Accurate prediction of protein–protein interactions from sequence alignments using a Bayesian method
Lukas Burger1 & Erik van Nimwegen1
- Biozentrum, the University of Basel, and Swiss Institute of Bioinformatics, Basel, Switzerland
Correspondence to: Erik van Nimwegen1 Biozentrum, the University of Basel, and Swiss Institute of Bioinformatics, Klingelbergstrasse 50/70, Basel 4056-CH, Switzerland. Tel.: +41 61 267 1576; Fax: +41 61 267 1584; Email: erik.vannimwegen@unibas.ch
Received 28 August 2007; Accepted 30 November 2007; Published online 12 February 2008
Article highlights
- We present a Bayesian network model to predict protein-protein interactions directly from amino acid sequences, without tunable parameters and without the need for any training examples.
- We successfully apply our method to both bacterial two-component systems and bacterial polyketide synthases, thereby demonstrating the high accuracy and generality of our method.
- Analysis of the predicted genome-wide two-component signaling networks shows that cognates (interacting kinase/regulator pairs which lie adjacent on the genome) and orphans (which lie isolated) form two relatively independent components of the signaling network in each genome.
- Whereas most two-component genes are predicted to have only a small number of interaction partners, we find that 10% of orphans form a separate class of 'hub' nodes that distribute and integrate signals to and from up to tens of different interaction partners.
Synopsis
A method that comprehensively and accurately predicts protein–protein interactions using only the amino-acid sequences of proteins would essentially allow the reconstruction of genome-wide protein interaction networks directly from genome sequences. Automated prediction of protein–protein interactions from their amino-acid sequences is therefore one of the great outstanding challenges in computational biology. Numerous approaches have already been proposed which, however, all suffer from serious drawbacks. Some methods only infer functional relationships and not direct physical interactions, while others are difficult to scale up to large data sets and most of them suffer from high false positive rates (see Valencia and Pazos, 2002; Bork et al, 2004; Shoemaker and Panchenko, 2007 for reviews).

◇ ◇ ◇ ◇ ◇ ◇ ◇

◆ **WORK REQUEST**
Change "polyketide synthases" to "fatty acid synthases" in the protein-interaction page text, and write out everything from "- We successfully" down to "of our method." with that one change. The records are not needed for this work.

◆ **SOURCE MATERIAL**
◇ ◇ ◇ ◇ ◇ ◇ ◇

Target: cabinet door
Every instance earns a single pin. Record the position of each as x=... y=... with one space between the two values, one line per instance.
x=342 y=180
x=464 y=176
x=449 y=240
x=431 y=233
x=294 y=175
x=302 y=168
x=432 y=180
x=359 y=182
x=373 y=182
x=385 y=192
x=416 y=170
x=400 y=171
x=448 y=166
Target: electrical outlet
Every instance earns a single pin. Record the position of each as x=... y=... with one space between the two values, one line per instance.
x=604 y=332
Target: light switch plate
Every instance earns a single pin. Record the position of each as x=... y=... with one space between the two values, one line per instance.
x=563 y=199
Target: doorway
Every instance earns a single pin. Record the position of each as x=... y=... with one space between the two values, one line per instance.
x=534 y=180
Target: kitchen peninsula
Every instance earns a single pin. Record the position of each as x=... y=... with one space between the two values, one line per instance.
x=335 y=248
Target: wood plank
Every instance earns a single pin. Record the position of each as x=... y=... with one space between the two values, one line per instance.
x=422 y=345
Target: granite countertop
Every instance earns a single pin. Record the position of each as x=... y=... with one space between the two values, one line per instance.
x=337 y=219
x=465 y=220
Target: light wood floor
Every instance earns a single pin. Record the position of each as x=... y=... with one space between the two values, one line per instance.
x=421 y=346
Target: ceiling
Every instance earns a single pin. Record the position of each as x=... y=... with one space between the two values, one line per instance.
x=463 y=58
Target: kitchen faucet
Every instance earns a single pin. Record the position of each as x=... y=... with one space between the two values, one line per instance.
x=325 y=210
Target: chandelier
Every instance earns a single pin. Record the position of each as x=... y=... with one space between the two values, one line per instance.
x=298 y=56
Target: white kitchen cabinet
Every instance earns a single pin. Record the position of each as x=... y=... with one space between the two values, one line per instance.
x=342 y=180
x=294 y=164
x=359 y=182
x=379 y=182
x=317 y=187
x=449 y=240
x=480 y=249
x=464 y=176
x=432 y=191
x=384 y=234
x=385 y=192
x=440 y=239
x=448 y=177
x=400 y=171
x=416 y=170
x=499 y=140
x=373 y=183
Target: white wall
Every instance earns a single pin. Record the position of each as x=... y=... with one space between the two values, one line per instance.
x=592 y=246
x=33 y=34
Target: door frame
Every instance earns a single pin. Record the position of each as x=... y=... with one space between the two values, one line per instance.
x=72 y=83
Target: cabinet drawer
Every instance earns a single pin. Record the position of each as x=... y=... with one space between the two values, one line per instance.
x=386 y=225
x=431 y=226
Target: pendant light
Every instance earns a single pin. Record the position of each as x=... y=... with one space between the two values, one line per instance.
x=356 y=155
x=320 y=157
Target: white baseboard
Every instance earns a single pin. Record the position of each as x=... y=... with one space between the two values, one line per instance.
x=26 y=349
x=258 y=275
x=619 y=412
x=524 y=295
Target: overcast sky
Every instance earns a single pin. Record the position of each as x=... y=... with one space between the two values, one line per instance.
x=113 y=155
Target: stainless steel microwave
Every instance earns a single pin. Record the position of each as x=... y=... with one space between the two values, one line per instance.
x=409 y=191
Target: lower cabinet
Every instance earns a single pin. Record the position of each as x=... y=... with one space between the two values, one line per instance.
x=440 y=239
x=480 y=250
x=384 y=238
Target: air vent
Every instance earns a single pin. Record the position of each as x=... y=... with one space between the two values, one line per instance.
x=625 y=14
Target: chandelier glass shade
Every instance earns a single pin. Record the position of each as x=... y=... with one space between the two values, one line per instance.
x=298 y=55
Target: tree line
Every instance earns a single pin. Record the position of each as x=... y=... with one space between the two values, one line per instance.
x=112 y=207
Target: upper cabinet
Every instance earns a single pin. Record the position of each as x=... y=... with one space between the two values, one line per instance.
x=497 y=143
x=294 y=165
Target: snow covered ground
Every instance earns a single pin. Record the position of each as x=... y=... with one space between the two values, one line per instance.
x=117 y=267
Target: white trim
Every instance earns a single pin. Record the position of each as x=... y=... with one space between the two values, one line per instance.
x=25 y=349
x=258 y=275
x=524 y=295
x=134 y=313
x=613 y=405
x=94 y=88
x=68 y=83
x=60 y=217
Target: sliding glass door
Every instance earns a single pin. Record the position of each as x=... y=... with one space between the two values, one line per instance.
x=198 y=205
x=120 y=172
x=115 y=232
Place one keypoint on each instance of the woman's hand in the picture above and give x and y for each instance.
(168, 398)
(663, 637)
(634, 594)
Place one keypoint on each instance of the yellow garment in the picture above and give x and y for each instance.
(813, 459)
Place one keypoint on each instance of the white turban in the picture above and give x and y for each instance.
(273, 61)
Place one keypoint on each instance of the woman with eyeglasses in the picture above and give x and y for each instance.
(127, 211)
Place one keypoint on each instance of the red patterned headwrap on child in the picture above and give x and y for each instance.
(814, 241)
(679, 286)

◇ ◇ ◇ ◇ ◇ ◇ ◇

◆ **ANSWER TO THIS EXERCISE**
- We successfully apply our method to both bacterial two-component systems and bacterial fatty acid synthases, thereby demonstrating the high accuracy and generality of our method.